* _Passage given_:
§ §

Gov. Mitch Daniels will become Purdue University’s 12th president, succeeding France Cordova, a source familiar with
the search process told IBJ Tuesday.
Purdue’s trustees are scheduled to meet in West Lafayette Thursday morning to vote on the selection. Daniels is the
only candidate the board will vote on, the source said.
Daniels, a Republican who before entering politics was an Eli Lilly and Co. executive, is expected to finish out his second
term as governor before assuming the post early next year.
Purdue officials did not immediately respond to phone messages and e-mails.
The university said in a press release that the new president would hold a press conference Friday morning at the JW Marriott
in downtown Indianapolis.
Cordova is retiring next month after leading the school for five years. She turns 65 in August.
Daniels, 63, has been rumored to be a candidate since Cordova announced in July 2011 that she would retire.
Michael Berghoff, the Purdue trustee who has chaired the presidential search committee, wouldn’t comment on the rumors
about Daniels during an interview with IBJ in March. But he did acknowledge that the Purdue trustees were looking
for someone who had the ability both to raise money and to make the university operate efficiently.

§ §

* _Dataset extract_:
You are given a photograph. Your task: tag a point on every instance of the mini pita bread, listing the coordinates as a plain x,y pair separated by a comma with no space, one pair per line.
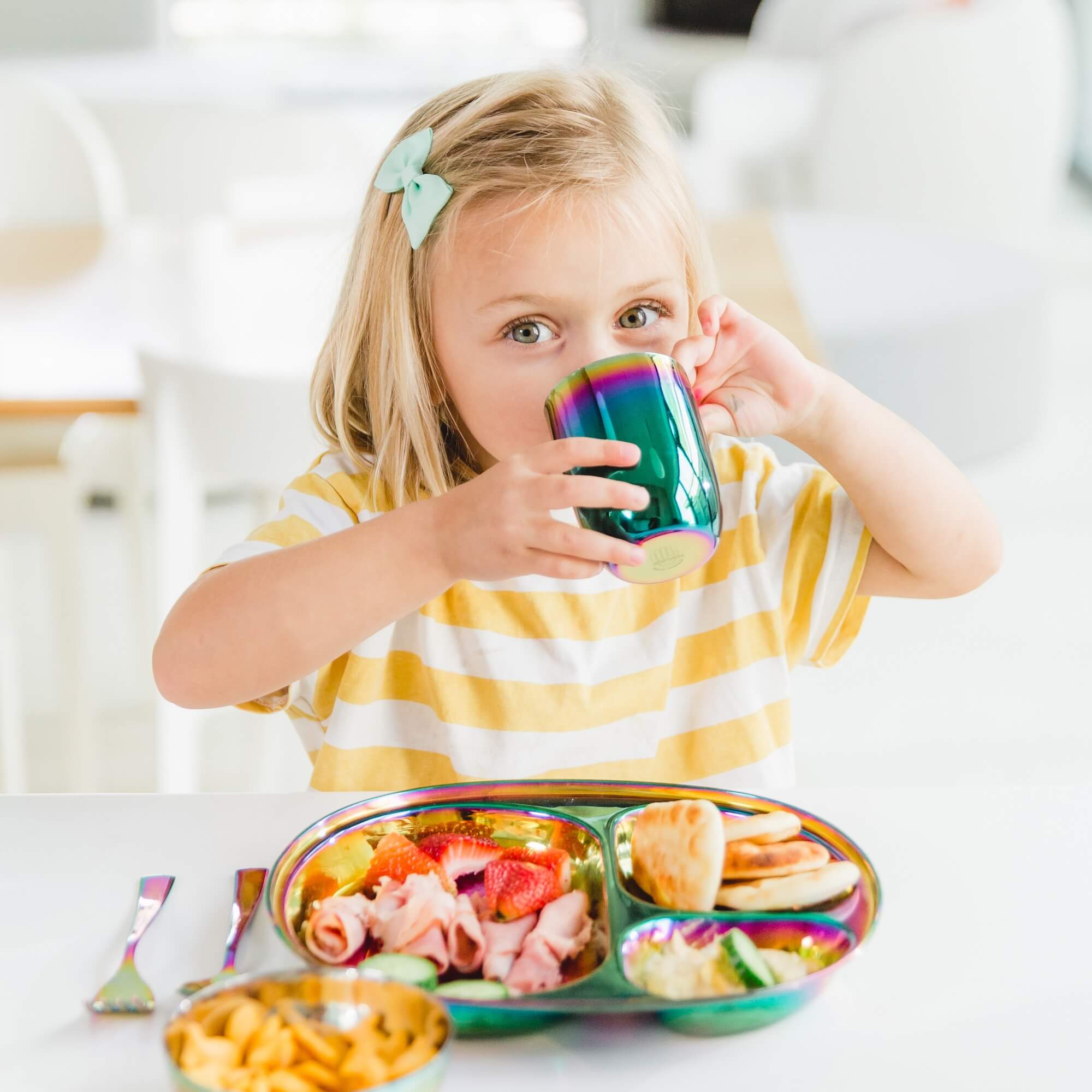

§ §

* _What to work on_:
A. Name every person the news item on Purdue's presidential selection mentions by name.
B. Resume the news item on Purdue's presidential selection from the point where it stops.

* _Results for the exercise_:
A.
Mitch Daniels
France Cordova
Michael Berghoff

B.
“Perhaps five years ago, 10 years ago, the financial piece was mostly about fundraising,” said Berghoff, a Purdue
alumnus who is president of Lenex Steel Corp. in Indianapolis. “Now, the financial piece is about fundraising as well
as about operations.”
Daniels would take Purdue’s helm amid major challenges facing the university and its peers. U.S. public research universities
like Purdue are facing clouds ahead, after roughly 20 years of “boom times,” wrote higher education analysts at
New York-based Moody’s Investors Service in a December report. Students and parents increasingly can’t absorb
massive tuition hikes, and state funding has not kept pace with inflation.
“It’s definitely a tougher environment,” said Diane Viacava, Moody’s analyst following Purdue, which
Moody’s assigns its highest credit rating. “Although higher education remains highly desirable, it is increasingly
competitive.”
Purdue is the state’s seventh-largest employer, with 15,000 workers. Its well-regarded programs in science, technology,
engineering, computers and agriculture churn out a steady stream of the workers employers want.
In addition, its professors’ research can produce the technical innovations needed to launch new high-value products
and companies that have the best shot of reversing Indiana’s long decline, relative to the rest of the nation, in personal
incomes.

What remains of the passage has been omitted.